Text section:
What is Auditory Processing Disorder?

Auditory processing disorder (APD), a neurological condition also known as central auditory processing disorder (CAPD), affects the brain’s ability to process auditory input, making it difficult to understand speech, follow oral instructions, or distinguish speech in noisy environments.  APD can affect the functions to refine, analyze, modify, organize information that our ears send to the brain.  More specifically, these functions include:

  • Discriminating Auditory Stimuli (telling different sounds apart)
  • Temporal Processing (deciphering gaps and rates of speech appropriately)
  • Binaural Processing (separating and integrating different signals from each ear at the same time)
  • Sound Localization (telling where a sound is coming from)
  • Understanding speech with background noise or when the speech signal is not clear.

The disorder can affect anyone but is estimated to appear in as many as 5 to 7 percent of school-age children, according to the Auditory Processing Disorder Foundation, with boys diagnosed twice as often as girls.

What are risk factors for Auditory Processing Disorder?

Check your understanding:
#1 According to the text on auditory processing disorder, in what share of school-age children is the disorder estimated to appear?
#2 For each statement, say whether the text on auditory processing disorder agrees with it, and quote the deciding words: (a) APD is also called central auditory processing disorder. (b) Girls are diagnosed with APD more often than boys. (c) Sound localization means telling where a sound is coming from.

Given records:
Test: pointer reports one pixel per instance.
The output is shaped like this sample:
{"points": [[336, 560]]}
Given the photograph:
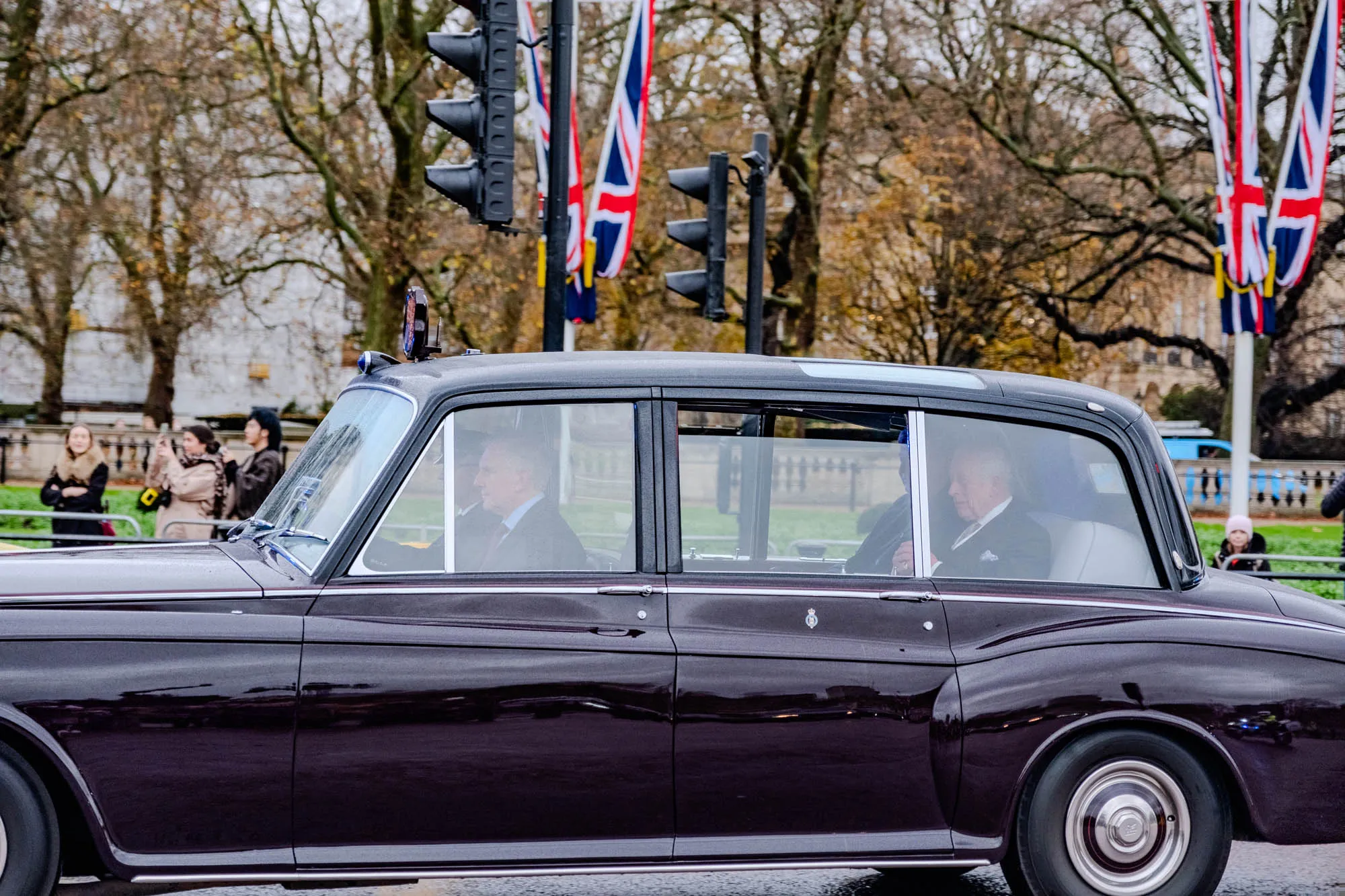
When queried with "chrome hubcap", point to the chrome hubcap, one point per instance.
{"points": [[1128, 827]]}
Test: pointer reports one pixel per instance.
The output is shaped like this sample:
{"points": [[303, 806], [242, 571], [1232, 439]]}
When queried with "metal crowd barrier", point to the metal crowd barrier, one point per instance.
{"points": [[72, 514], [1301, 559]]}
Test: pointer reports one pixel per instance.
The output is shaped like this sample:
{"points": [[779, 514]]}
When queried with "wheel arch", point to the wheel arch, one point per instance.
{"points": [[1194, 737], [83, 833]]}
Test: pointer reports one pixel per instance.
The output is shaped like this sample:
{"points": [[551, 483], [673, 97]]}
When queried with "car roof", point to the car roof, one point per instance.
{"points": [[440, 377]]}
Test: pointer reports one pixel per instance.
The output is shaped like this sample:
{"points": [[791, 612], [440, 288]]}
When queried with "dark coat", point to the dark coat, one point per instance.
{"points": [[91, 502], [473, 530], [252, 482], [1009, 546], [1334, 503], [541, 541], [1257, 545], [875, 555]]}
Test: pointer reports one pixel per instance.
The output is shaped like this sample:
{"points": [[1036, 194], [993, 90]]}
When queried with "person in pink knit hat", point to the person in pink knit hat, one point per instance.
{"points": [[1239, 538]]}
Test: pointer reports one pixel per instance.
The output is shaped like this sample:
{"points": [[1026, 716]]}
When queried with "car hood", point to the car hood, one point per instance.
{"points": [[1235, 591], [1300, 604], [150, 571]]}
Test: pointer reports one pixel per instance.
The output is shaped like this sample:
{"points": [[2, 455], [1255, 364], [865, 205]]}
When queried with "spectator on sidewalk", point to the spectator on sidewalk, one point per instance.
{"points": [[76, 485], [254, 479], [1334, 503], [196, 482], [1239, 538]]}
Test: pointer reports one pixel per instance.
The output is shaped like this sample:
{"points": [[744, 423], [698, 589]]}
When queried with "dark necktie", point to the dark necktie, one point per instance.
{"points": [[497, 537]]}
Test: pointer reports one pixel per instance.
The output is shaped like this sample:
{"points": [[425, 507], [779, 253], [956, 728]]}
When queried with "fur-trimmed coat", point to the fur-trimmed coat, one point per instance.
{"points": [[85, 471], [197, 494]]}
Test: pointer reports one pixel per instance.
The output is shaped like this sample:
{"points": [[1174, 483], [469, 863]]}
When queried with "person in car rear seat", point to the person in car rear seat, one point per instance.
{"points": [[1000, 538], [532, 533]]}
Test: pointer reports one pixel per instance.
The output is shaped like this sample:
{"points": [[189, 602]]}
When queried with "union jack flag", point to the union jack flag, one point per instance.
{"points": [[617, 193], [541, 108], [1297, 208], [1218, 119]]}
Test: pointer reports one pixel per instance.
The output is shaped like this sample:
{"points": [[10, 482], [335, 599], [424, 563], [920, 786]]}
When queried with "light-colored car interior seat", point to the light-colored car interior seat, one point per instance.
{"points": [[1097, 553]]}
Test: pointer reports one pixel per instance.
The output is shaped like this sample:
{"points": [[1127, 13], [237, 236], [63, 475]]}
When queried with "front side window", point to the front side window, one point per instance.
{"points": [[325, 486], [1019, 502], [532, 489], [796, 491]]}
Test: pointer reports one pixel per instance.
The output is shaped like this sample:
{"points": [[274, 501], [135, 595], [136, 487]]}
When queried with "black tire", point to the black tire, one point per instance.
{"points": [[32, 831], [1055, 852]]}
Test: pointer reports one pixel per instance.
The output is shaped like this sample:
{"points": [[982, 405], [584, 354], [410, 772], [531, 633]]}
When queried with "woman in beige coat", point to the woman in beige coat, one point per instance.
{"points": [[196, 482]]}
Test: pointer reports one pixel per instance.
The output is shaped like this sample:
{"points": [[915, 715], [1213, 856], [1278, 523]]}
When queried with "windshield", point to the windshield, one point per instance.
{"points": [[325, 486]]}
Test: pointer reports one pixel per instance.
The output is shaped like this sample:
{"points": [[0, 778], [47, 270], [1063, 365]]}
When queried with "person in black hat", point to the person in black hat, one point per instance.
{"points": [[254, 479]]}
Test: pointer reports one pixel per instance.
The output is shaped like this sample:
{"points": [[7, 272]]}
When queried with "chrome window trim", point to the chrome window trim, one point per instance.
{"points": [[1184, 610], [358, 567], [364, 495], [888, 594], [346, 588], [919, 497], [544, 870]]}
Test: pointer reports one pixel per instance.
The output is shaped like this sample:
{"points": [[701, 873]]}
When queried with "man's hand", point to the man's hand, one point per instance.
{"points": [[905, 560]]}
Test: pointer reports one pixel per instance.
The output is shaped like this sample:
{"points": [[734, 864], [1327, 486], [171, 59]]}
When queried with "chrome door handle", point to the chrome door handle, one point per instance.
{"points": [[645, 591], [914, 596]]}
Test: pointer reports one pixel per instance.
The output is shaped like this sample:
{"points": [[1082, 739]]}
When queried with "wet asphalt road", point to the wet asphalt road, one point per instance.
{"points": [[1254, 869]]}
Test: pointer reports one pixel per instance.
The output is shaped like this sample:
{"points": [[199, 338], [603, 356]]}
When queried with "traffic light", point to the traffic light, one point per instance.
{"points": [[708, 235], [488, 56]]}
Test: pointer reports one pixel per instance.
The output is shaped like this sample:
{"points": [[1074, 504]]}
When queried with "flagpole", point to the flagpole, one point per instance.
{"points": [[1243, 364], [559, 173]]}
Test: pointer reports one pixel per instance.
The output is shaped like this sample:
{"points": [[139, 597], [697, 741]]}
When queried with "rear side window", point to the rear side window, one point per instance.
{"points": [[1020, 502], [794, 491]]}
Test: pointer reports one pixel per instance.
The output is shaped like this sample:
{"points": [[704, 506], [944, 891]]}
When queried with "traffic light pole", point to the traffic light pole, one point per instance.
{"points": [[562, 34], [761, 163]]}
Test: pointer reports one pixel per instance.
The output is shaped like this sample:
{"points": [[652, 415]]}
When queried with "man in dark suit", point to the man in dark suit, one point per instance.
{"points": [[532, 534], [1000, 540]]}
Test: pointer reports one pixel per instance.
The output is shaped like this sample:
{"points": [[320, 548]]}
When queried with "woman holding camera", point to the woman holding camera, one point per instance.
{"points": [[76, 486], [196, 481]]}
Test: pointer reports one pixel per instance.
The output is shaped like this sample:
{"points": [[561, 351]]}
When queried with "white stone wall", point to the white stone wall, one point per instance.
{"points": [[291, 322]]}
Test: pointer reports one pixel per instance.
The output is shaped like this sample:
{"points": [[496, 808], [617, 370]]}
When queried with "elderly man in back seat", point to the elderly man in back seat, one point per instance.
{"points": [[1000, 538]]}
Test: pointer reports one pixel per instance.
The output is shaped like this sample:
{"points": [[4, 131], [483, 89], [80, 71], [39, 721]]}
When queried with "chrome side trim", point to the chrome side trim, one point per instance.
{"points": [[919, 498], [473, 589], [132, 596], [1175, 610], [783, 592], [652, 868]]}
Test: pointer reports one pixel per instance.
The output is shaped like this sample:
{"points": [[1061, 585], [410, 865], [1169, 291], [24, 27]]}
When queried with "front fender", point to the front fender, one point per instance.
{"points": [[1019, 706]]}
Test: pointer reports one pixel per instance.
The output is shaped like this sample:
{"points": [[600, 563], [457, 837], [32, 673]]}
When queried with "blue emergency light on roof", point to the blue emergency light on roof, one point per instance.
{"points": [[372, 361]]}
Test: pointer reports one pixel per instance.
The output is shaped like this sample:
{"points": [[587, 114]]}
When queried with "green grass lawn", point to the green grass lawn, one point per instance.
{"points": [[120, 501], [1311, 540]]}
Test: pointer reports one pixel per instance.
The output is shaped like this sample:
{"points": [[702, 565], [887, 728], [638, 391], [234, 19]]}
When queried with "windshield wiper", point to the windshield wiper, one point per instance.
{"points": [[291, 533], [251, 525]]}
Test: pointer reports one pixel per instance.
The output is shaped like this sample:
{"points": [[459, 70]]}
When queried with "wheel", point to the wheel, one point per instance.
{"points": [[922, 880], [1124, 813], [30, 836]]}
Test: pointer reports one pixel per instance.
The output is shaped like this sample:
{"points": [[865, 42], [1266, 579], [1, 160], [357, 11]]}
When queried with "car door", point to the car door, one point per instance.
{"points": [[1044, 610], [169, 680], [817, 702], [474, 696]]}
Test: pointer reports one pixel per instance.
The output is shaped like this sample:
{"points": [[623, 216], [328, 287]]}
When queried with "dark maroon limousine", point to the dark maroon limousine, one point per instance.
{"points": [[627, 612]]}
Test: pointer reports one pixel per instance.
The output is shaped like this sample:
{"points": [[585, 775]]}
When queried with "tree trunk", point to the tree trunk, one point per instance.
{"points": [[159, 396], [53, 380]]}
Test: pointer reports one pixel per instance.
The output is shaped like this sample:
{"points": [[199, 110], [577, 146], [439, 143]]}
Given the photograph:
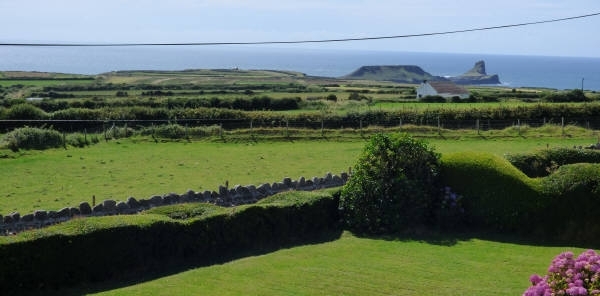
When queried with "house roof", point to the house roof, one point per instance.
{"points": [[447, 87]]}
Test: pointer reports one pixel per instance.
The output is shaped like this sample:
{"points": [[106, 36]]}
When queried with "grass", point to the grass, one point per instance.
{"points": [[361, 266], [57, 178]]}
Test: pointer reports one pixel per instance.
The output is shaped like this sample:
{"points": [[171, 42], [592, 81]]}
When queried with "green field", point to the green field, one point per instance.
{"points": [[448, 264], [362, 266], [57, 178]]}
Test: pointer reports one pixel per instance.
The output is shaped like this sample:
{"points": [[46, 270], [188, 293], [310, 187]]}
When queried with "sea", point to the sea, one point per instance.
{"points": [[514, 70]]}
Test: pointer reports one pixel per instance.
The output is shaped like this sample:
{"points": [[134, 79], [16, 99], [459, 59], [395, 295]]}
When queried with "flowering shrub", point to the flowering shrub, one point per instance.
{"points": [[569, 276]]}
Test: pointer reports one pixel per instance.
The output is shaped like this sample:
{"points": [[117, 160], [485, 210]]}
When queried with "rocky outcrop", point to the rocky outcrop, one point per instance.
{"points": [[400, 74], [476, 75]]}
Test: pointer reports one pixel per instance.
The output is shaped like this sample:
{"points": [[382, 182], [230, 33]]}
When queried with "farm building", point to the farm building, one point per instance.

Results:
#1 In as many as 5 to 7 percent of school-age children.

#2
(a) Yes: "also known as central auditory processing disorder (CAPD)"
(b) No: "with boys diagnosed twice as often as girls"
(c) Yes: "Sound Localization (telling where a sound is coming from)"